YOUR GOAL: Only the lines below, from the one with "Query: man in dark suit" through the one with "Query: stone staircase", are to be written out, exactly.

*****

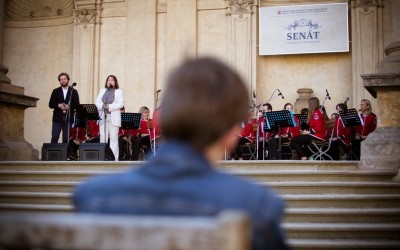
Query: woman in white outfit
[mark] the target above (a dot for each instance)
(109, 102)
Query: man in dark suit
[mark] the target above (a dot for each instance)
(59, 100)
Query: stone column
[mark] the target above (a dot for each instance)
(242, 39)
(302, 100)
(367, 44)
(381, 149)
(13, 103)
(87, 50)
(181, 31)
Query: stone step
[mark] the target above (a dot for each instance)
(334, 187)
(292, 201)
(48, 208)
(38, 186)
(69, 165)
(49, 198)
(283, 187)
(342, 231)
(314, 175)
(342, 215)
(51, 175)
(342, 200)
(228, 165)
(342, 244)
(288, 165)
(255, 175)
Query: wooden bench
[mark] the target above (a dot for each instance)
(229, 230)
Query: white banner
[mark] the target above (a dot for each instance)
(300, 29)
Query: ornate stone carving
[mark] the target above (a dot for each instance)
(85, 16)
(365, 4)
(240, 5)
(29, 9)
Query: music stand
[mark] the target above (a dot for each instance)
(84, 113)
(350, 118)
(130, 120)
(302, 120)
(277, 120)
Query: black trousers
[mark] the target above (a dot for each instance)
(334, 149)
(128, 152)
(273, 143)
(56, 129)
(299, 144)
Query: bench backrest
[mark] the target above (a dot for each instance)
(229, 230)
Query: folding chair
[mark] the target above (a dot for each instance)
(249, 150)
(319, 149)
(288, 152)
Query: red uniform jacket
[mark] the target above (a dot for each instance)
(317, 125)
(292, 132)
(341, 132)
(144, 127)
(93, 129)
(155, 131)
(248, 130)
(77, 133)
(127, 132)
(369, 124)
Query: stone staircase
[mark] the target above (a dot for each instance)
(329, 205)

*****

RESPONSE:
Query: man in dark suit
[mark] the target above (a dot for each instance)
(59, 100)
Query: stone column
[mark] the target above (a dot for each instance)
(242, 39)
(302, 100)
(367, 44)
(381, 149)
(13, 103)
(87, 50)
(181, 31)
Query: stone step
[mark] the target above (a dot for each instance)
(334, 187)
(292, 201)
(48, 208)
(38, 186)
(69, 165)
(49, 198)
(283, 187)
(342, 231)
(314, 175)
(342, 215)
(51, 175)
(342, 200)
(228, 165)
(342, 244)
(288, 165)
(255, 175)
Query: wooden bench
[mark] the target above (a dot for each instance)
(229, 230)
Query: white banner
[mark] the target above (a dot for each instance)
(300, 29)
Query: ornate stone carving
[mark] the target above (a dot for each instance)
(85, 16)
(365, 4)
(240, 5)
(29, 9)
Query: music stand
[mark] the target above (a dot for each instance)
(84, 113)
(350, 118)
(130, 120)
(302, 120)
(277, 120)
Query: black trousers
[mark] the target above (a dot for each instance)
(334, 149)
(128, 152)
(273, 143)
(56, 129)
(299, 144)
Query: bench backrest
[mark] the target above (a dot for each instance)
(229, 230)
Query: folding chair
[mark] the target above (a dot for each instance)
(249, 150)
(319, 149)
(288, 152)
Query: red uniform jacket
[mark] the target above (a dot for each instance)
(317, 125)
(292, 132)
(341, 132)
(144, 127)
(93, 129)
(155, 131)
(248, 130)
(77, 133)
(127, 132)
(369, 124)
Query: stone staircase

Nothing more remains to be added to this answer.